▶ [Trecho do texto]:

Feminização e gênero nos estudos da história da educação escolar no Brasil
Maria Heloisa Scheel da Silva[1]
Luana Beatriz Paes Magalhães[2]
Simone Garbelini Parro Pialarissi[3]
Resumo: O objetivo deste texto é apresentar brevemente algumas reflexões e problematizações acerca da feminização e gênero na educação, o que envolve a história da formação de professores. Buscamos discutir sobre as temáticas compreendendo seus aspectos históricos, sociais e políticos, os quais contribuem para uma reflexão sobre o papel social da mulher e suas transformações ao longo da história.
Palavras-chave: História da Educação; Formação de Professores; Mulheres; Gênero.
Resumen: El objetivo de este texto es presentar brevemente algunas reflexiones y problematizaciones sobre feminización y género en la educación, que involucran la historia de la formación docente. Buscamos discutir los temas, incluyendo sus aspectos históricos, sociales y políticos, que contribuyen a una reflexión sobre el papel social de la mujer y sus transformaciones a lo largo de la historia.
Palabras clave: Historia de la Educación; Formación de Profesores; Mujer; Género.
Introdução
Com o passar do tempo, a educação foi passando por mudanças em diferentes contextos históricos, marcadas por questões políticas, culturais e econômicas, entre outras que influenciam na vida em sociedade. De acordo com Fernandes e Paiva (2023), hoje em dia, ela apresenta muitas possibilidades, bem como limites nas vivências dos sujeitos. Assim, a educação possui uma história e se faz presente nela, e as políticas educacionais foram surgindo de forma múltipla em diferentes contextos temporais.
Estudar e pesquisar sobre a formação de professores e a feminização e gênero na educação permite compreender uma parte dessa história e as suas influências em diferentes aspectos e contextos apontados. Ambas as questões foram se transformando ao longo do tempo e contribuindo para o surgimento de novas políticas públicas educacionais, bem como para as mulheres irem ocupando novos espaços na sociedade.
Considerando isso, o objetivo é apresentar brevemente algumas reflexões e problematizações sobre um tema estudado que contribuiu para ampliar os estudos sobre a História da educação escolar, sendo ele: a feminização e gênero na educação, o que envolve a história da formação de professores. Para isso, alguns autores utilizados são: Kuhlmann (2000), Villela (2007), Gondra (2008) e Almeida (2011).
Sobre a formação de professores e a feminização e gênero na educação
De acordo com Villela (2007), depois de muito tempo do predomínio da Companhia de Jesus na educação, sua expulsão pelo marquês de Pombal, em 1759, marcou o início de um processo de laicização para a instrução brasileira e uma nova organização, contando com a colaboração de professores régios.
Segundo a mesma autora, até o século XVIII, existiam muitas formas de ensino, que começaram a mudar a partir do século XIX, com as primeiras ideias que foram surgindo sobre uma instrução primária, bem como sobre a educação ter um controle do Estado, que aconteceu de forma significativa com a Lei Geral do Ensino de 1827, a qual mandava criar escolas de primeiras letras em diversos lugares de uma cidade.

▶ [Dados fornecidos]:
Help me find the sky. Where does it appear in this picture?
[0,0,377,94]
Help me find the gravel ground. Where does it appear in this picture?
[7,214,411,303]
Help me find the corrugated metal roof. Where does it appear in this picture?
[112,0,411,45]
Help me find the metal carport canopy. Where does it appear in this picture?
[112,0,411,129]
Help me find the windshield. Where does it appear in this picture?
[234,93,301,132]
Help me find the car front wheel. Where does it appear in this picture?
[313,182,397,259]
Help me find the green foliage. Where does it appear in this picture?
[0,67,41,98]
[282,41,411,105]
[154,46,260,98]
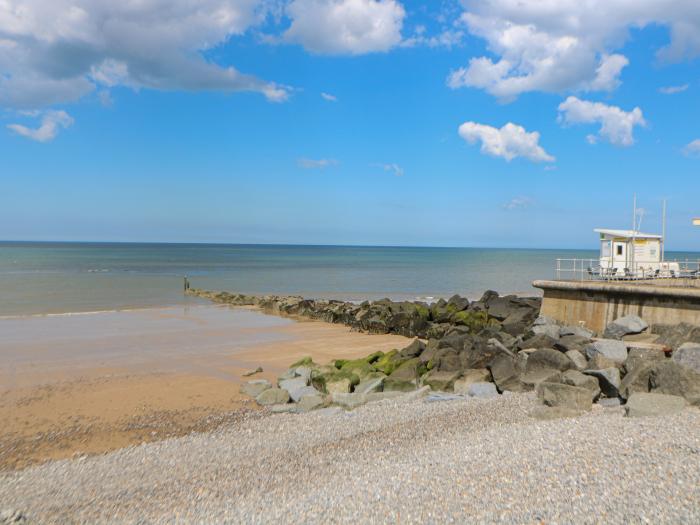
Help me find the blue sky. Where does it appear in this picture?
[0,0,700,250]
--
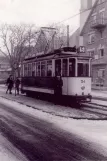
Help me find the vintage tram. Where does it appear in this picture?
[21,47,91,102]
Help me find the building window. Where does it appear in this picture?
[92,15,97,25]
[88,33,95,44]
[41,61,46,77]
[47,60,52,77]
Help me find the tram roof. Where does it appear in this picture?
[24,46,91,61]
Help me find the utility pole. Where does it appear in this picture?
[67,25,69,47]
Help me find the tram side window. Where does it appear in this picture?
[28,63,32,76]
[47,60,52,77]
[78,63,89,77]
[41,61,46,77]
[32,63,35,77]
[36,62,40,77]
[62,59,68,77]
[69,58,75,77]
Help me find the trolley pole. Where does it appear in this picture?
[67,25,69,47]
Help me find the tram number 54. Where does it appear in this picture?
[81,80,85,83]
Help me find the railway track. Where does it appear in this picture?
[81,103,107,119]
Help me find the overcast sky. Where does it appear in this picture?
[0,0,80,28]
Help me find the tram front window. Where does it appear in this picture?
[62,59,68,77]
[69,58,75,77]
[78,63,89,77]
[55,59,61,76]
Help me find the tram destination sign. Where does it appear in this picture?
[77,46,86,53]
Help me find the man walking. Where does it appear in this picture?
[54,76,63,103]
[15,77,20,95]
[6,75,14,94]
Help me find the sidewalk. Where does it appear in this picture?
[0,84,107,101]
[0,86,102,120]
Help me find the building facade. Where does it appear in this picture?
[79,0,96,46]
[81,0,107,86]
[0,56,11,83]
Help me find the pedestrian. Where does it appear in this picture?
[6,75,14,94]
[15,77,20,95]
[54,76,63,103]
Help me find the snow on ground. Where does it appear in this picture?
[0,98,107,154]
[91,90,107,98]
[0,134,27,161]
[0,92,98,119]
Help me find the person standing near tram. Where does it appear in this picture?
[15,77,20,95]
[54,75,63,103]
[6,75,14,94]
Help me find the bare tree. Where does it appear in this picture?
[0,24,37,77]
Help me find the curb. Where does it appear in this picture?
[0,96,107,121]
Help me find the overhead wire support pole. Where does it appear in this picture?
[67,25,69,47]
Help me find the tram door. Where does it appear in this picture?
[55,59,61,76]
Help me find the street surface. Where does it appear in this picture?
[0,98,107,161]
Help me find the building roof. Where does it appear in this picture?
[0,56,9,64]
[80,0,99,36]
* * *
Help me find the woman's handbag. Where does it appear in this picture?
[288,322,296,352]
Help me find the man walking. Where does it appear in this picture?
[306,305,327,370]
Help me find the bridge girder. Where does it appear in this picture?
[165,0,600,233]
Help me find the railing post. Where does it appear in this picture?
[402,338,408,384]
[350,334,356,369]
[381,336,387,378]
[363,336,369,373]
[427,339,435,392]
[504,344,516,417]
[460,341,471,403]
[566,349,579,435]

▶ [Tarefa proposta]:
Dê continuidade ao texto sobre feminização e gênero na educação escolar, começando logo após o último parágrafo apresentado. As entradas provêm de uma fonte distinta do texto.

▶ [Resposta esperada]:
Essa lei “[…] procurou criar escolas de primeiras letras, ou escolas de ler, escrever, contar e crer. Com isto, o Estado pretendia atingir a população que habitava vilas e lugares populosos do extenso Império” (Gondra, 2008, p. 52).
O surgimento dessas escolas normais, nas primeiras décadas do século XIX, foi muito importante no que se refere à institucionalização da profissão docente. Além disso, é considerado um movimento que buscava uma melhoria na sociedade em questões intelectuais e morais (Villela, 2007).
Diante dessas mudanças que foram ocorrendo na educação, bem como na estrutura econômica do Brasil, surgiram algumas oportunidades para as mulheres organizarem a própria vida. Nesse sentido, Almeida (2011), fala sobre o processo de feminização do magistério que se intensificou no século XIX, e que se vê presente até os dias atuais.
Almeida (2011) reforça que ao estudar essa temática entre os séculos XIX e XX, é preciso considerar os aspectos culturais influenciados pela religião predominante, ou seja, o Cristianismo e o poder da Igreja Católica no que se refere aos valores conservadores e ideais femininos em defesa do casamento, da família, de ser esposa e mãe. Isso porque a profissão se apresentou com a forte ideia de uma figura materna.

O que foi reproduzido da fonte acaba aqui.